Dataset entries
★ ★ ★ ★ ★

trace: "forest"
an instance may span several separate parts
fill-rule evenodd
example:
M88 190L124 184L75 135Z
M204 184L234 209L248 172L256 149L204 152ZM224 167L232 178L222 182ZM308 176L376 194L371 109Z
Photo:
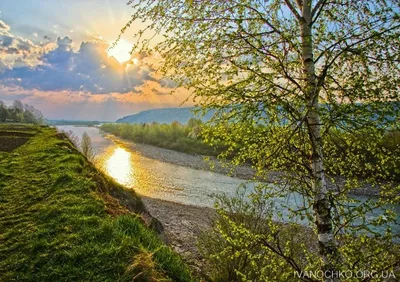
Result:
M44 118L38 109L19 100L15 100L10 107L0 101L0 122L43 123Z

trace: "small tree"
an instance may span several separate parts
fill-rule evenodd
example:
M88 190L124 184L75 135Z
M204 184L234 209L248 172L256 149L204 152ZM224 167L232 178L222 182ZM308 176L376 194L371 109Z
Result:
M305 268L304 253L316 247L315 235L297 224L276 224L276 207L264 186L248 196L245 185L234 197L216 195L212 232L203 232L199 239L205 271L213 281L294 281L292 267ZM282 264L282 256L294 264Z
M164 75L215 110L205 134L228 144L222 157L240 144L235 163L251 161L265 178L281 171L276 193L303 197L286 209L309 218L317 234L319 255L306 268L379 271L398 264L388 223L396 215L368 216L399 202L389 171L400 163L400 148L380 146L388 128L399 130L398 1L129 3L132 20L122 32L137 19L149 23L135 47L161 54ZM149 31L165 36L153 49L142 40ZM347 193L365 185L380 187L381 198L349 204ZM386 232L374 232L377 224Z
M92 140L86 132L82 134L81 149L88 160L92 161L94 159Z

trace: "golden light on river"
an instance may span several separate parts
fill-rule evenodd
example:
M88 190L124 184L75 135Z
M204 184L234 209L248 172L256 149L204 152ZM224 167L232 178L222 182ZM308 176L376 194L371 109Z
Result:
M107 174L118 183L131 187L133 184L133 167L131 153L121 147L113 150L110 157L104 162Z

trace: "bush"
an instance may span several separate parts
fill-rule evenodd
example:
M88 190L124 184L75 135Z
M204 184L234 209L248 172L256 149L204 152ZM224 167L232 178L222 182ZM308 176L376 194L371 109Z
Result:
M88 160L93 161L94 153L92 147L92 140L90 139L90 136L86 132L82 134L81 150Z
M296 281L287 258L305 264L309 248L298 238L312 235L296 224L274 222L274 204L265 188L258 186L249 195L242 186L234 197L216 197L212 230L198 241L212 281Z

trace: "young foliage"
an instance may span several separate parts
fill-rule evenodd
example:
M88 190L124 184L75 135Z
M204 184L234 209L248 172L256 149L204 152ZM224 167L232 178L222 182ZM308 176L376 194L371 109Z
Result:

★ ★ ★ ★ ★

--- REQUIREMENT ---
The preceding entries should be duplicated word for word; no picture belongs in the copy.

--- YOUR RESPONSE ---
trace: "forest"
an instance may span several separate parts
fill-rule evenodd
example:
M88 190L124 184L75 135Z
M204 184L234 209L248 172L256 149L204 152ZM224 167L232 178L222 182ZM308 176L376 194L371 109Z
Photo:
Result:
M44 118L38 109L19 100L15 100L10 107L0 101L0 122L43 123Z

trace: "small tree"
an instance may span several separate parts
fill-rule evenodd
example:
M88 190L124 184L75 135Z
M204 184L234 209L248 172L256 149L204 152ZM224 167L232 178L222 182ZM308 176L376 194L371 109Z
Result:
M305 268L304 253L316 247L315 235L297 224L276 224L276 207L264 186L248 196L245 185L234 197L216 195L212 232L203 232L199 239L205 271L213 281L294 281L292 267ZM282 264L282 256L294 264Z
M164 75L215 110L205 134L228 144L222 157L240 144L235 163L251 161L265 178L281 171L276 193L303 197L286 209L309 218L317 234L319 255L306 268L379 271L398 264L388 223L396 215L368 216L399 202L389 171L400 163L400 148L380 146L388 128L399 130L398 1L129 3L132 20L122 32L137 19L149 23L135 47L161 54ZM149 31L165 36L153 49L142 40ZM347 193L365 185L380 187L381 198L349 204ZM386 232L374 232L377 224Z
M92 140L86 132L82 134L81 149L88 160L92 161L94 159Z

trace: "golden light on river"
an instance may span several separate parts
fill-rule evenodd
example:
M88 190L124 184L75 135Z
M204 184L234 209L248 172L256 149L204 152ZM224 167L232 178L222 182ZM308 176L376 194L371 109Z
Result:
M107 174L118 183L131 187L133 184L133 167L131 153L121 147L113 150L110 157L104 162Z

trace: "bush"
an instance may span several separate parts
fill-rule evenodd
example:
M88 190L124 184L75 135Z
M204 184L234 209L248 172L256 149L204 152ZM224 167L232 178L222 182ZM308 176L376 194L371 109Z
Result:
M88 160L93 161L94 153L92 147L92 140L90 139L90 136L86 132L82 134L81 150Z
M296 281L287 258L305 264L309 248L298 238L312 235L296 224L274 222L274 204L265 188L258 186L249 195L242 186L234 197L216 197L212 230L198 241L212 281Z

trace: "young foliage"
an instance may span several separate parts
fill-rule evenodd
example:
M88 190L124 184L75 135Z
M204 184L234 209L248 172L256 149L204 152ZM224 167L232 178L222 182ZM308 176L376 194L371 109Z
Result:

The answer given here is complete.